[The data]
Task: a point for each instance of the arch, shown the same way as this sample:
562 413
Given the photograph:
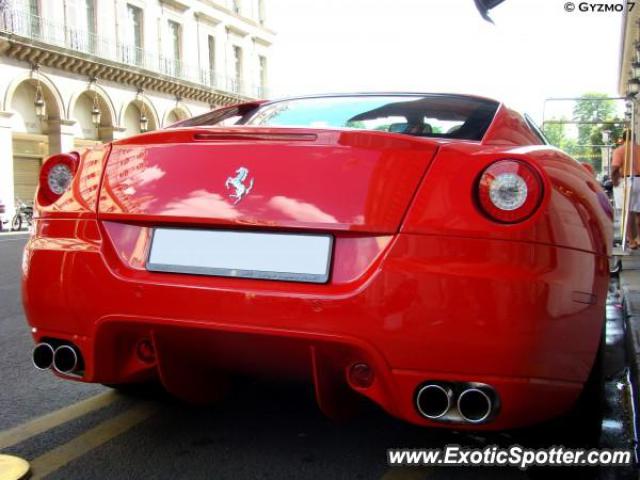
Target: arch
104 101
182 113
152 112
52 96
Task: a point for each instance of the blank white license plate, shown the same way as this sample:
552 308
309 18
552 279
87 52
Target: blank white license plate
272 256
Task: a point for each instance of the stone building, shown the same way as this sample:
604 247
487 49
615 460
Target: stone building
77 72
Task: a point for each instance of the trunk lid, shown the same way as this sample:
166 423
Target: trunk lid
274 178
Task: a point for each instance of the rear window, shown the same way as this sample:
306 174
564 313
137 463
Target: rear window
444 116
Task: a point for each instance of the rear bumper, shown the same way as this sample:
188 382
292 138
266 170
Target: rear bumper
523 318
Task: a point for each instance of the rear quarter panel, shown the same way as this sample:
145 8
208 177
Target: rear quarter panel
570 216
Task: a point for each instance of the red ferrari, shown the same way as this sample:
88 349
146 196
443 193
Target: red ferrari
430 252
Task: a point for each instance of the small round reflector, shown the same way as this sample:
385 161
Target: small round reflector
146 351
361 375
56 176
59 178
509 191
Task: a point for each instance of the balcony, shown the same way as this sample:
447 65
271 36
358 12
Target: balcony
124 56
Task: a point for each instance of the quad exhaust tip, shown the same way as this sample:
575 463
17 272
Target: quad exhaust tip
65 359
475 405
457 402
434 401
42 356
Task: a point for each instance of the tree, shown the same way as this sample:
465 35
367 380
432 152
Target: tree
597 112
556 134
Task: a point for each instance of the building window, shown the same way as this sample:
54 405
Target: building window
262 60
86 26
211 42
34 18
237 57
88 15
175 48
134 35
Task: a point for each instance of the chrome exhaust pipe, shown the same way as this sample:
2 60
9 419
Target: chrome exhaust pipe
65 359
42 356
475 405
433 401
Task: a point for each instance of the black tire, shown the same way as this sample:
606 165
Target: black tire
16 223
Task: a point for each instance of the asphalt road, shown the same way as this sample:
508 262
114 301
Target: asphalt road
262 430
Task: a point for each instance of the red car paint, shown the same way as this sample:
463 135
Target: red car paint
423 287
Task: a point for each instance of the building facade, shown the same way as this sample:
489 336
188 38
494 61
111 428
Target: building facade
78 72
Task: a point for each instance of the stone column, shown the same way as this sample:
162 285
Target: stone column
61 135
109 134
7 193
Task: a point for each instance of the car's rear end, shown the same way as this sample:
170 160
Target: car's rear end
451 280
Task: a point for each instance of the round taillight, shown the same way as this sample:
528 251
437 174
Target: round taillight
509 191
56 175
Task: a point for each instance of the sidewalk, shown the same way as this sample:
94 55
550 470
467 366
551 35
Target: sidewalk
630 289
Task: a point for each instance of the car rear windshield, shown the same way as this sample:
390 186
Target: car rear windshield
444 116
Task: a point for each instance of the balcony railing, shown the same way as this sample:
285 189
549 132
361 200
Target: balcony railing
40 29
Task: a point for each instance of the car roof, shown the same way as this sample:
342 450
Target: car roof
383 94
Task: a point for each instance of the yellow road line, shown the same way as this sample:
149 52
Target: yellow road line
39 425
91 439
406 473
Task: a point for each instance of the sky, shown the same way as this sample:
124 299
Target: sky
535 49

[What you need to do]
Your answer must be the line containing "Task: a point for each instance of the asphalt" through the last line above, copied exactly, with nothing added.

[Solution]
Task: a point for each instance of the asphalt road, shown the same way as this sample:
508 262
114 301
Target: asphalt road
262 430
Task: a point for each instance of the red car paint, shown the same way as this sample:
463 135
Target: red car paint
423 287
Task: a point for each instance of the building facade, shown the same way as this sample:
489 336
188 38
494 61
111 428
Target: building facade
78 72
Task: a point for each instance of the stone column, shown the same way as this sample:
162 285
Target: stone column
61 135
109 134
7 193
Task: a point for each instance of the car's rear end, shown the same way as this sample:
170 160
Target: car's rear end
451 280
Task: a point for each instance of the round taillight, shown the same way as this sample:
528 251
437 174
Target: round taillight
509 191
56 175
Task: a point for each instance of the sidewalk, shown the same way as this sample:
94 55
550 470
467 366
551 35
Target: sidewalk
630 289
Task: a point for each instance of the car rear windshield, shown the same way as this sample:
390 186
Target: car rear windshield
444 116
Task: a point for each instance of the balcony railing, shown the same way as this sample:
285 189
549 132
361 200
Target: balcony railing
40 29
Task: a point for each instance of the car roof, shown the same way as this sample:
342 450
Target: car roof
383 94
Task: a point for each instance of the yellow road line, shown the same way as this sample:
149 52
Target: yellow road line
39 425
91 439
406 473
Task: a point for each instance of the sky, shown the same way as this sample:
124 299
Target: sky
535 49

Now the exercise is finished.